What the exercise asks: Work through the entries that follow and state how many lines contain the word "Please". Only the number is wanted.
--- Provided entries Enclosed Below ---
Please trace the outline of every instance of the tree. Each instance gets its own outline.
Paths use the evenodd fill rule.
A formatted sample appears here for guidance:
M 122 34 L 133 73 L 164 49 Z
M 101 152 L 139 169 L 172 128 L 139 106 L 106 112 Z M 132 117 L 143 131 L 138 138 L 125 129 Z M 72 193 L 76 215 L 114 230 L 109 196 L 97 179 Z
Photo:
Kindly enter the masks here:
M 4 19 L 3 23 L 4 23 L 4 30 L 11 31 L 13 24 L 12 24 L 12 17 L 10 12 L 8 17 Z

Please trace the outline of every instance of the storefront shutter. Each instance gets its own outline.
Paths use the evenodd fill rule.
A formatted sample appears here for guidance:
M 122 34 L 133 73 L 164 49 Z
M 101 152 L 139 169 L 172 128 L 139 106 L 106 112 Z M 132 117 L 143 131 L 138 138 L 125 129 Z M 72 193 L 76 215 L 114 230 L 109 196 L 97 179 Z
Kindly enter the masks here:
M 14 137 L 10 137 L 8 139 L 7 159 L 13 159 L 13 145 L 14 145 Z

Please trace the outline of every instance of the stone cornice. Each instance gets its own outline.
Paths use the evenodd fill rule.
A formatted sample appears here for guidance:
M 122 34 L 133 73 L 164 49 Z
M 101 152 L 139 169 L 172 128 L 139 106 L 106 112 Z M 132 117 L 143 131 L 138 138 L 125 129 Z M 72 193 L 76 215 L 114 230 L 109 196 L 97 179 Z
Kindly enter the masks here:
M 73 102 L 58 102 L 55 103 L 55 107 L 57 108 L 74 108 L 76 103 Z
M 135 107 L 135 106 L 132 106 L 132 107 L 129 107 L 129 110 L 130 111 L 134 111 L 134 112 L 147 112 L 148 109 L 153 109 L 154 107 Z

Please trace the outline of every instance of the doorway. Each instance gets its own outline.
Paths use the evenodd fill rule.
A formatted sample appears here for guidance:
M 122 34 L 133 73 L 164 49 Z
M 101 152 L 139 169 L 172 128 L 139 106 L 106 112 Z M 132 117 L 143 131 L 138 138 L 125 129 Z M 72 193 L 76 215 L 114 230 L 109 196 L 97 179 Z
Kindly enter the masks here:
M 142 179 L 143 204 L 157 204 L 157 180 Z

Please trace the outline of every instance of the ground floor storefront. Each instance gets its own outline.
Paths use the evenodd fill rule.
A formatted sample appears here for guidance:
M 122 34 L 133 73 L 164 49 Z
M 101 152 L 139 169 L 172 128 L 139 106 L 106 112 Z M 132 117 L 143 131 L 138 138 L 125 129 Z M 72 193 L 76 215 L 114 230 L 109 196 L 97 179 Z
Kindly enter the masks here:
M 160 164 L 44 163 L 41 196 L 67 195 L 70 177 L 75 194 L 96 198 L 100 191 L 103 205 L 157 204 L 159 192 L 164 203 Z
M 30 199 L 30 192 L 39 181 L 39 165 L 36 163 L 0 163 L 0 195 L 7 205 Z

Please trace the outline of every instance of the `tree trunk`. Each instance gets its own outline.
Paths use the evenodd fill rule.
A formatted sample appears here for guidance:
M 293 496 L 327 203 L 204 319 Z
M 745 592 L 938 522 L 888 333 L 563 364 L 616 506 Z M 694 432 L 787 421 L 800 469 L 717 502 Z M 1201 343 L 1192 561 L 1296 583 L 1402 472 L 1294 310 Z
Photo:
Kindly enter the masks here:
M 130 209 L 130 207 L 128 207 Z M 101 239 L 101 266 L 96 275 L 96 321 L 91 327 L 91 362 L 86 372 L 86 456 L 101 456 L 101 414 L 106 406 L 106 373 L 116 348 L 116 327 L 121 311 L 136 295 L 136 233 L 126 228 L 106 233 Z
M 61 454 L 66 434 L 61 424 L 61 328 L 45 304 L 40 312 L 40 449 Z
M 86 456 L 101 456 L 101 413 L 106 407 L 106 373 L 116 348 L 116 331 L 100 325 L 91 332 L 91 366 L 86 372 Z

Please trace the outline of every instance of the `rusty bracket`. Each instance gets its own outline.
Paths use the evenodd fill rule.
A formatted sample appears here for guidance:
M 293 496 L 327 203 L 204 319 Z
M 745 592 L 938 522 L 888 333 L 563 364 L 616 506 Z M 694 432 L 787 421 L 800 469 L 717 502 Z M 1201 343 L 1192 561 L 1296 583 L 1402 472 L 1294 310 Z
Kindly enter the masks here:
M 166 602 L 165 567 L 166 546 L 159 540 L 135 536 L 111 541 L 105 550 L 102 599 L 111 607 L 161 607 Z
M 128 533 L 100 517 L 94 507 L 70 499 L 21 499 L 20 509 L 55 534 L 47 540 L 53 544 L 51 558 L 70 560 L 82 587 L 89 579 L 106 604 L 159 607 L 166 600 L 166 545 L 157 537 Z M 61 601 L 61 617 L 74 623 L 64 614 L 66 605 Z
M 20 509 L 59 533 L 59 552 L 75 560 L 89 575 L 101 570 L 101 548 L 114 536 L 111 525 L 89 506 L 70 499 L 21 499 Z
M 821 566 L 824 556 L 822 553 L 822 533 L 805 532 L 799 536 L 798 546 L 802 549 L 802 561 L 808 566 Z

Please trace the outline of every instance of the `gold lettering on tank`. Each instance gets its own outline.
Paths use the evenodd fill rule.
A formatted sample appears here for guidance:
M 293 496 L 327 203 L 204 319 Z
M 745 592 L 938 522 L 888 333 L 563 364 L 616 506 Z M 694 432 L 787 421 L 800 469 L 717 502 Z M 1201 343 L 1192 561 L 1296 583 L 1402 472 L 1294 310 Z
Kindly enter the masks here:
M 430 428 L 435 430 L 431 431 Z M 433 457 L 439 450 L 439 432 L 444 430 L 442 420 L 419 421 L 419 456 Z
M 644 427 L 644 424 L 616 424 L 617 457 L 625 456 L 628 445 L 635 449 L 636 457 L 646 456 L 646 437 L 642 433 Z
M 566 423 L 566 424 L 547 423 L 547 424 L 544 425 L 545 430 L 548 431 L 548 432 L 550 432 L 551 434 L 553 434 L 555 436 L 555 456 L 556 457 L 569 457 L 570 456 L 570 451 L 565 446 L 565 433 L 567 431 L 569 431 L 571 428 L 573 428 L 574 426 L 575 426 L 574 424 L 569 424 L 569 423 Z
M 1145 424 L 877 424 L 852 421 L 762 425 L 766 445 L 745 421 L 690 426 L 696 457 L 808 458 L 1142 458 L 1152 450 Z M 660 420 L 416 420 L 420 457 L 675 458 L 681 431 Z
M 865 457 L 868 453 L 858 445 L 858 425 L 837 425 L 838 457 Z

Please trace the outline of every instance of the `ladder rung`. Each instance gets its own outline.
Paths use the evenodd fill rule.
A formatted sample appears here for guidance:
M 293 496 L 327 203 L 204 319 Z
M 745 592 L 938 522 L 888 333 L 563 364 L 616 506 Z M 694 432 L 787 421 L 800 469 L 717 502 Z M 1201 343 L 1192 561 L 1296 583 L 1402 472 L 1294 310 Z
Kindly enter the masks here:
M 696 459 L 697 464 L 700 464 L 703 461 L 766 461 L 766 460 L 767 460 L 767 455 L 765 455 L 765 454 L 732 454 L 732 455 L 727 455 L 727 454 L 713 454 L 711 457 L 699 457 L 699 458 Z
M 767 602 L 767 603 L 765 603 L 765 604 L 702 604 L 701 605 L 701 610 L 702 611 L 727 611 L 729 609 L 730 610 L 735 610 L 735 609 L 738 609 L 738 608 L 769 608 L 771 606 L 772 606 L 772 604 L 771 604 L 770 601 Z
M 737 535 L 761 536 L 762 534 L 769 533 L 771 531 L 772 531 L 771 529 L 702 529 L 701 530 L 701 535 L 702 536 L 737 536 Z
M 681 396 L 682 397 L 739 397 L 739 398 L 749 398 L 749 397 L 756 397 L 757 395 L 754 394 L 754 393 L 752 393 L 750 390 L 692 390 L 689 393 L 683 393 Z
--- End of Enclosed Provided entries ---
Task answer: 9